What the exercise asks:
Search the records below for the string "drawer" and copy each line where it turns up.

Task inputs:

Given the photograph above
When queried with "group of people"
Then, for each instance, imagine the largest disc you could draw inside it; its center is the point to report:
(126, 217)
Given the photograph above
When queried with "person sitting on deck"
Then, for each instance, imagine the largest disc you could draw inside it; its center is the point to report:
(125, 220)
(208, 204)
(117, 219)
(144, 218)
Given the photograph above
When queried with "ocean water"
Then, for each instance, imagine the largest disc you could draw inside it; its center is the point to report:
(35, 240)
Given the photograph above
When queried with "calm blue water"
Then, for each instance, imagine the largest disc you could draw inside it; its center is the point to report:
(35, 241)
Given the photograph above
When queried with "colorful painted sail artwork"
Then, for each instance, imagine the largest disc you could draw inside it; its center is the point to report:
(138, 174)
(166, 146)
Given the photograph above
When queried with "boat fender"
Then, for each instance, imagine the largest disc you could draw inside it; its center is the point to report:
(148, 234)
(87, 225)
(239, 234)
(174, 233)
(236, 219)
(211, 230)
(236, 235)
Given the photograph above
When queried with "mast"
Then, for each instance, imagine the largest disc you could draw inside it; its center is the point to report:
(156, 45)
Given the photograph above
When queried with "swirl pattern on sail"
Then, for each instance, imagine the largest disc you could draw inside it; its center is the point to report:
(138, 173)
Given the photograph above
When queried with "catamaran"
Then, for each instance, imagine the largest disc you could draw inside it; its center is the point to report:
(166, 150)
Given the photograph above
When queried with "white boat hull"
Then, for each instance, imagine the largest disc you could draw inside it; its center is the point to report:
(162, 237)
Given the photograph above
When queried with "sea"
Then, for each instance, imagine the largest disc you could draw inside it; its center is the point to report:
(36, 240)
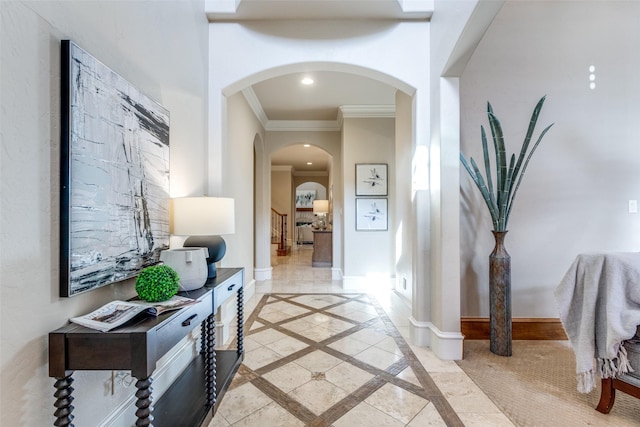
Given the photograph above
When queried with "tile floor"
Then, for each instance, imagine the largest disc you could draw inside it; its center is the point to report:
(336, 353)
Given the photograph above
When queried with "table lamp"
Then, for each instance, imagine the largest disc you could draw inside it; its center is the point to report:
(321, 208)
(203, 219)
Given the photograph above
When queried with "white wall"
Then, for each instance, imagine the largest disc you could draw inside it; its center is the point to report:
(368, 252)
(330, 142)
(161, 47)
(274, 48)
(238, 183)
(574, 196)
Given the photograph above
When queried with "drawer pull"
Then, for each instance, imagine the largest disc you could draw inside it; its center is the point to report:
(188, 320)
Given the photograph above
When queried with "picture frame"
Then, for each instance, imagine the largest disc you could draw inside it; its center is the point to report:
(371, 179)
(114, 175)
(372, 214)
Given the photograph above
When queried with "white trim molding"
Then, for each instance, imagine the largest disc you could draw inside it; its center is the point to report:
(445, 345)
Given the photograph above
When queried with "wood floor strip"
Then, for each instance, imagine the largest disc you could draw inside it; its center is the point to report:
(426, 390)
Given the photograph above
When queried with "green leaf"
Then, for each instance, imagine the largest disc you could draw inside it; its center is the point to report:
(508, 180)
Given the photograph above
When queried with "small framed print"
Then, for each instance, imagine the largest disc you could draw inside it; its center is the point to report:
(371, 179)
(371, 214)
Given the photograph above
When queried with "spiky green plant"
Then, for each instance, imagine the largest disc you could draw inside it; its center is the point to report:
(500, 200)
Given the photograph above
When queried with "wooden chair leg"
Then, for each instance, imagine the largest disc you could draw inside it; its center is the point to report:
(607, 396)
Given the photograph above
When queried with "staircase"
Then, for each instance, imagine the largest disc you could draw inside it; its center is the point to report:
(279, 232)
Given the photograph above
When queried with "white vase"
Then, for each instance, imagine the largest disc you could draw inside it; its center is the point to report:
(190, 264)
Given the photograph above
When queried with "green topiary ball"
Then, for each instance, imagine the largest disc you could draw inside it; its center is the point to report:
(157, 283)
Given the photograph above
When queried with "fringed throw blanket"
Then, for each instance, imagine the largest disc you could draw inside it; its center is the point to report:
(599, 303)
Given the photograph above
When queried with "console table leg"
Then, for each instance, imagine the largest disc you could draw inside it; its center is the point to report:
(210, 360)
(240, 304)
(63, 395)
(144, 402)
(607, 396)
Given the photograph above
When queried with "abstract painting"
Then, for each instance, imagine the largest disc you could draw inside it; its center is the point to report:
(371, 214)
(371, 179)
(114, 204)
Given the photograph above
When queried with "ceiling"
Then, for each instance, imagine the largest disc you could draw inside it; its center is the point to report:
(284, 103)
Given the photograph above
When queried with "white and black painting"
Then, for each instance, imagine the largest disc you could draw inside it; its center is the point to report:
(114, 175)
(371, 179)
(371, 214)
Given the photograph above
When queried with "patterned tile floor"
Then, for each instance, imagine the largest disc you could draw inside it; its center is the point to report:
(334, 353)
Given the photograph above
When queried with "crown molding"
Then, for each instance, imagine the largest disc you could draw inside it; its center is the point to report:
(304, 125)
(310, 173)
(344, 112)
(367, 111)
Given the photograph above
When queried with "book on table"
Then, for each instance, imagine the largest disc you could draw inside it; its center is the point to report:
(117, 313)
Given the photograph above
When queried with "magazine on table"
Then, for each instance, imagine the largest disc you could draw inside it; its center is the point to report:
(116, 313)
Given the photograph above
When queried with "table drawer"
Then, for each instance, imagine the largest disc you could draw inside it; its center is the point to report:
(180, 325)
(227, 290)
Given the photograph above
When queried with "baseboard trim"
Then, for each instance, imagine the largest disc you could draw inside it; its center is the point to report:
(522, 328)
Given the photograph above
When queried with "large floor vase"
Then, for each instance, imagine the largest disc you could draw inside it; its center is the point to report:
(500, 297)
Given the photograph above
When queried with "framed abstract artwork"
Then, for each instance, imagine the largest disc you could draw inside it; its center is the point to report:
(371, 179)
(114, 175)
(371, 214)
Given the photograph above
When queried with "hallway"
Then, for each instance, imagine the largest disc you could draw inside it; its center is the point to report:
(322, 352)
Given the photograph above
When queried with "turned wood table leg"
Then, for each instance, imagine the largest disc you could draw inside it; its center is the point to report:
(210, 360)
(240, 303)
(144, 402)
(607, 396)
(63, 395)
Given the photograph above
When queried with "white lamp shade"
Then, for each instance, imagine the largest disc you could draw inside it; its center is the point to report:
(320, 206)
(203, 216)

Response to this task:
When queried with "drawer pull"
When queried with "table drawer"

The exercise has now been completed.